### Selected text

-=-=-=-=-

Launch portal

The subway that runs under the road connecting the Potterrow student union to the back of the Old College and the National Museum of Scotland has often caught my eye because of its shape and the perspective it creates. Walking past it at night, though, it made me think of something from an old sci-fi movie – the concrete underpass where the Droogs beat up a man in Clockwork Orange, perhaps.

Portal from Light to Dark

Or, on a lighter note than that, it reminds my geek brain of the fighter launch tubes from the 1970s Buck Rogers, or Battlestar Galactica (albeit a much more monochromatic one!).

-=-=-=-=-

### Supplied data
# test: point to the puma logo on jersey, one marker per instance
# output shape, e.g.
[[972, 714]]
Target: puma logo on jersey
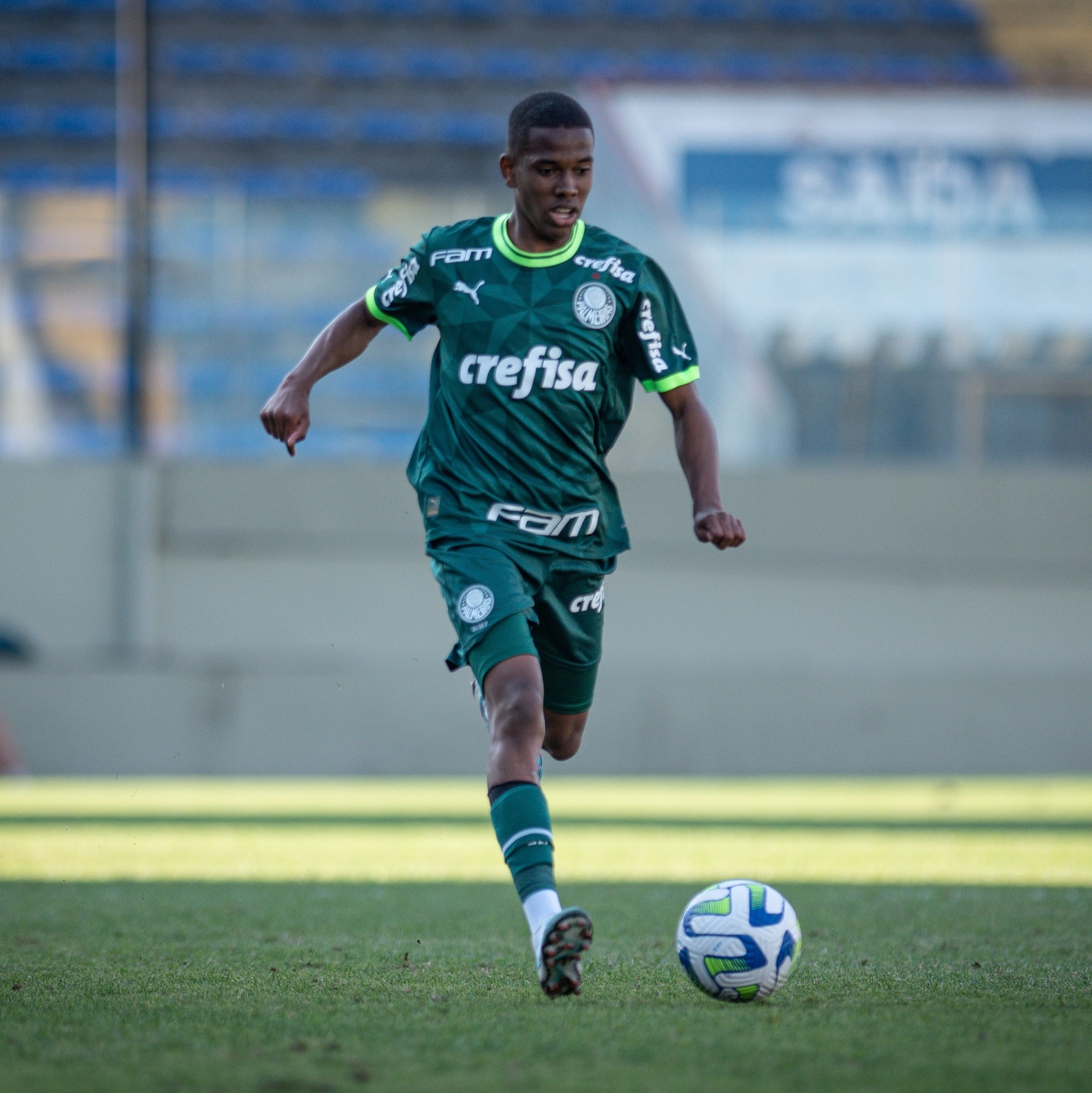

-=-=-=-=-

### Task set
(a) In the Launch portal text, which film features the concrete underpass where the Droogs beat up a man?
(b) Reproduce the Launch portal text word for word, from "Launch portal" up to and including "Clockwork Orange, perhaps.".
The data have no connection to the Launch portal text.

### Responses
(a) Clockwork Orange.

(b)
Launch portal

The subway that runs under the road connecting the Potterrow student union to the back of the Old College and the National Museum of Scotland has often caught my eye because of its shape and the perspective it creates. Walking past it at night, though, it made me think of something from an old sci-fi movie – the concrete underpass where the Droogs beat up a man in Clockwork Orange, perhaps.